● **Goal**
Rewrite the entries in the stretch from the line containing "of the shadow" through the line containing "column 723, row 634", replacing "thumb" with "fingertip" and leaving everything else unchanged. Return only those lines.

● **Data supplied**

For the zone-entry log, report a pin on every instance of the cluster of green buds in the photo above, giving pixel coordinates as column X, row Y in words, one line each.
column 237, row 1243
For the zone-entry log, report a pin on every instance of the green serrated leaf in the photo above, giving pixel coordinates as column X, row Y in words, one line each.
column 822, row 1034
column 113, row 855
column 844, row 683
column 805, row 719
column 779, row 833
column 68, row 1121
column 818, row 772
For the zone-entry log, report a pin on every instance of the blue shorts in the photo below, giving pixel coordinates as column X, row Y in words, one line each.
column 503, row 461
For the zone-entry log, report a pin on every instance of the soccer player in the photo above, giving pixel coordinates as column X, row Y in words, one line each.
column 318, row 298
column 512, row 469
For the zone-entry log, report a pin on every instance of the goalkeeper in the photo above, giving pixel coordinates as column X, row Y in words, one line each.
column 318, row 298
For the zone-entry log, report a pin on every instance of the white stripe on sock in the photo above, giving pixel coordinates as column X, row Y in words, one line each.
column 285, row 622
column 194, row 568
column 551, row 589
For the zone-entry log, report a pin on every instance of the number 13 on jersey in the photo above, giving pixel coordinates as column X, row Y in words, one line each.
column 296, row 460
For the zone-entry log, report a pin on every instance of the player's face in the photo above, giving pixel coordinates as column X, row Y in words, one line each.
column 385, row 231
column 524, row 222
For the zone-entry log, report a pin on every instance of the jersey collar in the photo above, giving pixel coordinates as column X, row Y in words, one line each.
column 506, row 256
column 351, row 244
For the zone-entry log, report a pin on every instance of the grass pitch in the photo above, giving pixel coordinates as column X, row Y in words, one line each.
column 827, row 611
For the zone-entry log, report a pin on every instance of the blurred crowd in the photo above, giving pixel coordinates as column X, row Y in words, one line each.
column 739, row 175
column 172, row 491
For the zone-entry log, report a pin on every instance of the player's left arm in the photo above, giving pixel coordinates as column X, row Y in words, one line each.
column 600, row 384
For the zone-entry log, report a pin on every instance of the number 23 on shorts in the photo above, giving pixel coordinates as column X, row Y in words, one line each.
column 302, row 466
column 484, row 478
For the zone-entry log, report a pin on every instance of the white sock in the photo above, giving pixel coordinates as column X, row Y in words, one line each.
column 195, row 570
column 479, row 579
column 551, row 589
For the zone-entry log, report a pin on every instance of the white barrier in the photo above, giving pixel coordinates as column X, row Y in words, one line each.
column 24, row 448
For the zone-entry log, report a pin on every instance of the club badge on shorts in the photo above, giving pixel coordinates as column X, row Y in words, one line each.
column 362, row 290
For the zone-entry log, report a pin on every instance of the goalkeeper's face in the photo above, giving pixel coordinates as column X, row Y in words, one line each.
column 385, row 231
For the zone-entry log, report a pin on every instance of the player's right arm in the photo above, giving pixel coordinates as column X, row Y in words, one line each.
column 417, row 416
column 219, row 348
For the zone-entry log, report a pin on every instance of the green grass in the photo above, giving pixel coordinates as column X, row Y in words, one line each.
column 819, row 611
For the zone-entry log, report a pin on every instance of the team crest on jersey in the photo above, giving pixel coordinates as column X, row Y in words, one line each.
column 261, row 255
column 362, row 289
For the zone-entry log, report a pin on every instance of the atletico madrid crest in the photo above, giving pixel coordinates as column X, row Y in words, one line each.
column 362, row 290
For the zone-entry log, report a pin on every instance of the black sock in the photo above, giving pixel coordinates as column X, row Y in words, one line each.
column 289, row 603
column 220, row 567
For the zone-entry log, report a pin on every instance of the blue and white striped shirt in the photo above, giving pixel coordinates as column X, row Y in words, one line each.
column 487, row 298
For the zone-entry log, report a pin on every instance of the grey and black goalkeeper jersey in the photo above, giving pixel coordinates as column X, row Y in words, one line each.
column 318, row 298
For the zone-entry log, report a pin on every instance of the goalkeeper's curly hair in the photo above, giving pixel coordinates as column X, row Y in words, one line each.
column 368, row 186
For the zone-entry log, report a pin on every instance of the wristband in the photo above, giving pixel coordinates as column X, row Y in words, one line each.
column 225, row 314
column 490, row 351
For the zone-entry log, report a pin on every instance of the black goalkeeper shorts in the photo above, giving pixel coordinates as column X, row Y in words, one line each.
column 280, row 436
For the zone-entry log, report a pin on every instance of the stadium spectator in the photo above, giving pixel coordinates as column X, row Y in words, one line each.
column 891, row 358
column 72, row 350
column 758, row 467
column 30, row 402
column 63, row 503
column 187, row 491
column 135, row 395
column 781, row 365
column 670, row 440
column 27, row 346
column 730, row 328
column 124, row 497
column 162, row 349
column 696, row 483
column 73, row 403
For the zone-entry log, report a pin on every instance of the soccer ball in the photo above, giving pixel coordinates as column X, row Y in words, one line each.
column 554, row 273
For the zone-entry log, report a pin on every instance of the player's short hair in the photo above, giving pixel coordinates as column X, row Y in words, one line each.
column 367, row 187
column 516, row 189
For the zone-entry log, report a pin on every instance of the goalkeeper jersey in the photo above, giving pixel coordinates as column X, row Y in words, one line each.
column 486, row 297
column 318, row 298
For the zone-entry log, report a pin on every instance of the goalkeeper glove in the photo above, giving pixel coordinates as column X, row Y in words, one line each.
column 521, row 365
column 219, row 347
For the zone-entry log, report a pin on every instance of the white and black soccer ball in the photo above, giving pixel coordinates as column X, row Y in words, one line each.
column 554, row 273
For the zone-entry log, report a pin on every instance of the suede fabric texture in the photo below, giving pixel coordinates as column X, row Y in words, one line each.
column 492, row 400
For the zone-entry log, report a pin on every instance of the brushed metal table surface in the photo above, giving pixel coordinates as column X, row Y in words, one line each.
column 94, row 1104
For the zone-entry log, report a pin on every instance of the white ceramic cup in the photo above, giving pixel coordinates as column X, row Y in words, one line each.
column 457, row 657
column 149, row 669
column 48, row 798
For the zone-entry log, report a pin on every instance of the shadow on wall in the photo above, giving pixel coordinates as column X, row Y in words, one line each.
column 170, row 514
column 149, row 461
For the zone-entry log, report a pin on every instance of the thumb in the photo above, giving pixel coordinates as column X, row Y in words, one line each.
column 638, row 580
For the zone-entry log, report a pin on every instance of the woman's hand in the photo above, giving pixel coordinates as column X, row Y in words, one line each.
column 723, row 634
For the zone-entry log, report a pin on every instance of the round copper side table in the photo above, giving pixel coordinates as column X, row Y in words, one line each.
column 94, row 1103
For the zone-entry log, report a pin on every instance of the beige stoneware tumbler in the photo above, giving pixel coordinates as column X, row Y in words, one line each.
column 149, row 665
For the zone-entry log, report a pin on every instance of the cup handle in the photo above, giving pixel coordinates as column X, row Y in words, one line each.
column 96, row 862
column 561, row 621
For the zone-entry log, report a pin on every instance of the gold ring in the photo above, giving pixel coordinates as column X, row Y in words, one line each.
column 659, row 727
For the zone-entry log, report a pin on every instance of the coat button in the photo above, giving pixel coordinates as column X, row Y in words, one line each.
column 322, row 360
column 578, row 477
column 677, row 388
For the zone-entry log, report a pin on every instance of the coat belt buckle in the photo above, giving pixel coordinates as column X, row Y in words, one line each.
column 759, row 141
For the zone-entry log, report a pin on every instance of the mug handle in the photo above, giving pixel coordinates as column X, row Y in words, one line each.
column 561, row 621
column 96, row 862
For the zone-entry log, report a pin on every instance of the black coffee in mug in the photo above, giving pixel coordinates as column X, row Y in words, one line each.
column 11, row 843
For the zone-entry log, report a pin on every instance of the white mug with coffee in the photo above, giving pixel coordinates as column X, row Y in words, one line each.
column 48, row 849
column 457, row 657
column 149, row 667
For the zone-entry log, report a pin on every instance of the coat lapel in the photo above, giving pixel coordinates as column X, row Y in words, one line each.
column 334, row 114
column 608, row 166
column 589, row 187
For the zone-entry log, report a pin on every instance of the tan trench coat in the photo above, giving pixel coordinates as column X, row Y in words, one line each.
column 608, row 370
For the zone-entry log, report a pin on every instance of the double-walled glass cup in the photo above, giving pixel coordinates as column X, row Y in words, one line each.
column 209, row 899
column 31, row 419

● **Exercise result**
For the zone-entry log, report a pin on every instance of the shadow on wall in the photo above, giving pixel coordinates as column X, row Y in words, one line each.
column 170, row 514
column 149, row 461
For the zone-entry log, report a pin on every instance of the fingertip in the photo above, giving pixel coordinates as column X, row Y in words, one line each.
column 638, row 580
For the zone-entry log, report a pin on every instance of the woman's hand in the photo above, giving pixel coordinates as column X, row Y in words, one line each.
column 723, row 634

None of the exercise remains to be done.